Collected data
****************************************
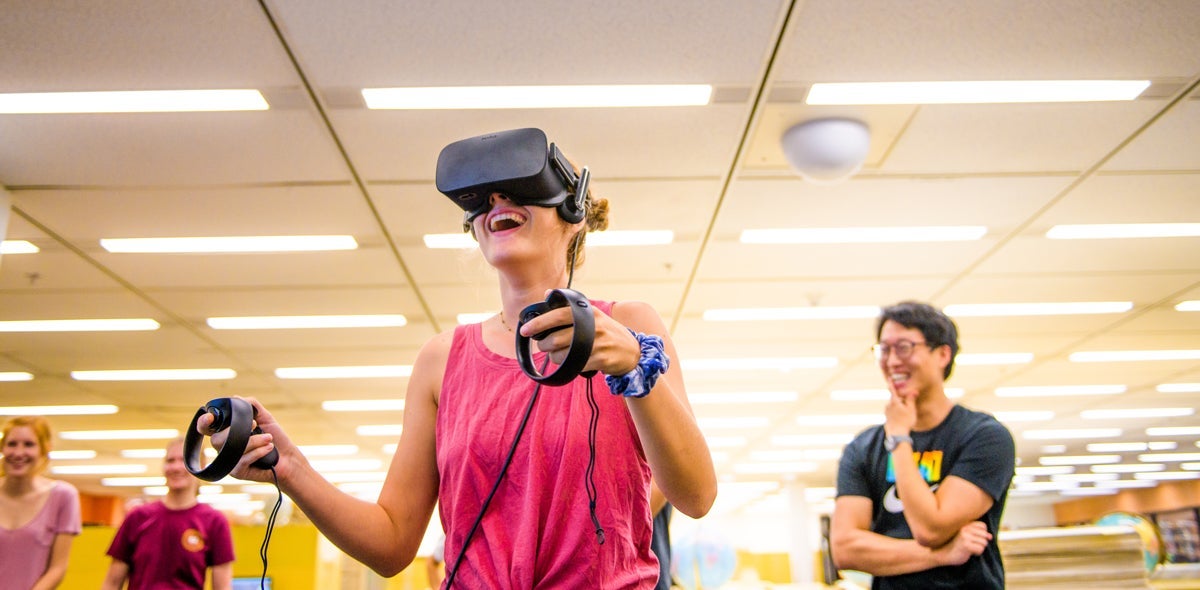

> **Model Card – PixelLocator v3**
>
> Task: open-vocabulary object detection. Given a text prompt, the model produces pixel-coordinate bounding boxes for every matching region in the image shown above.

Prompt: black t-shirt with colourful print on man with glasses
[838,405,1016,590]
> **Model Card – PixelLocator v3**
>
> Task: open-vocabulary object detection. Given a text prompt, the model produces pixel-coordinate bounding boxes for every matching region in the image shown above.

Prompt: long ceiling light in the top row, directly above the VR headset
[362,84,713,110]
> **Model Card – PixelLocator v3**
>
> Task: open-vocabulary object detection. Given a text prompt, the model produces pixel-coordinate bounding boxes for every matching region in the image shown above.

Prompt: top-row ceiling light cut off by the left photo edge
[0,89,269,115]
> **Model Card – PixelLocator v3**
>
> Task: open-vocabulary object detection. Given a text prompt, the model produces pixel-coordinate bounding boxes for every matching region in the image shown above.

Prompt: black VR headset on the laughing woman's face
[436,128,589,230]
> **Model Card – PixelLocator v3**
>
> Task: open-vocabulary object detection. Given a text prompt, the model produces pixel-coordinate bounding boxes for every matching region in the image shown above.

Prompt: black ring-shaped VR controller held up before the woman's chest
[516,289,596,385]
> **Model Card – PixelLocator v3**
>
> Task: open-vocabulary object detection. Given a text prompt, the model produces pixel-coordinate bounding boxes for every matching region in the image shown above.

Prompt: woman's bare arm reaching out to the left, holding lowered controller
****************************************
Apart from the pictures, repeat every entry exactly.

> **Model Card – PixelLocator v3**
>
> Task: open-vocabulary object detection. Given a text prompt, the model produces pixel-coordinate bounding boxes for every matching region in the image shown above.

Prompt: black t-shirt with colourful print on man with glasses
[838,405,1016,590]
> **Model Card – PixelLocator v3**
>
> Task: open-vocabulary object detection. Given a text prompt, the model produces pixel-coordinate bounding boxes for every matching region in the image shown above.

Prompt: long ceiling light in the top row, directly above the VR headset
[362,84,713,110]
> **Model Card – PixelLocator v3**
>
> Task: open-vocabulary object detection. Given a text prompt, the model produces pixel-coordinate bounding boxes for every matching region in the image shown above.

Prompt: top-row ceiling light cut off by the left photo edge
[0,89,269,115]
> **Model Card – PixelLocator v3**
>
> Task: open-vocabulary object detection. Given a text prompt, the model produces pixel-coordinate bounding boxes for every matching region in the image shown above.

Prompt: black VR headset on the laughing woman's face
[436,128,589,230]
> **Model Card – PixelLocator v3**
>
> Task: open-vocabulary object detection. Given a text prompt, the model produces pixel-coordinate bounding boxes for every matching region in the image shown above.

Prompt: black ring-shaped VR controller held up before the woman's chest
[516,289,596,385]
> **Model Card – PixelLocator v3**
>
> Task: open-vocabulary object detection. Given a text prompt, the model produces pixel-coordinate bounding boxes for every matching region in the image shown above.

Prompt: woman's bare arm reaching out to the left, holding lowered controller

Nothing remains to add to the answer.